◆ **Directives**
(A) Answer these questions from the C-VAE notebook excerpt, giving each answer on its own line marked to match:
(i) For which dataset is the conditional VAE to be implemented?
(ii) From which module is LeakyReLU imported?
(iii) Which two variable names receive the validation images and labels?
(B) Pick up the C-VAE notebook excerpt right after its final statement and continue it.

◆ **Quoted passage**

====

In this question you will implement a conditional VAE algorithm (C-VAE) for the [MNIST](https://keras.io/api/datasets/mnist/) dataset. This dataset can be downloaded by running the following cell.

In [13]:
import tensorflow as tf
import tensorflow_probability as tfp
import sys
import numpy as np
import matplotlib.pyplot as plt
from keras.layers import Input, Dense 
from tensorflow.keras.layers import Flatten, Dense
from keras.layers import BatchNormalization, Dropout, Flatten, Reshape, Lambda
from keras.layers import concatenate
from keras.models import Model
from keras.objectives import binary_crossentropy
from keras.layers.advanced_activations import LeakyReLU
from keras import backend as K
from tensorflow.keras import Sequential


%matplotlib inline


from tensorflow.keras.datasets import mnist
(mnist_x_train, mnist_y_train), (mnist_x_val, mnist_y_val) = mnist.load_data()

====

◆ **Supplied data**

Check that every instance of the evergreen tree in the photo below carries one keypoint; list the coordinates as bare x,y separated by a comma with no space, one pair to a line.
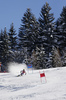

====

◆ **The results**
(A)
(i) MNIST
(ii) keras.layers.advanced_activations
(iii) mnist_x_val and mnist_y_val

(B)
array([7, 2, 1, ..., 4, 5, 6], dtype=uint8)

The C-VAE algorithm makes use of the class labels in the MNIST dataset. In particular, the class labels are provided as additional inputs to the encoder and decoder networks. So the approximate posterior $q_\phi(z\mid x, c)$ and the distribution $p_\theta(x \mid z, c)$ are now both conditioned on the class label $c$.

a) Load the training and validation data into `tf.Dataset` objects. Both the training and validation Datasets should return tuples of image and label Tensors.

Process the training and validation Datasets as follows, using the `map` method:

* Rescale the image pixel values to the range $[0, 1]$
* Convert the integer labels to one-hot vectors (_hint: see [`tf.one_hot`](https://www.tensorflow.org/api_docs/python/tf/one_hot)_)
* Return a nested tuple of image and labels Tensors of the form `((image, label), image)`

The training Dataset should be shuffled (with buffer size 500) and both Datasets should be batched with batch size 64. Print the `element_spec` for one of the Datasets. **(8 marks)**

In [21]:
mnist_train_ds = tf.data.Dataset.from_tensor_slices((mnist_x_train, mnist_y_train))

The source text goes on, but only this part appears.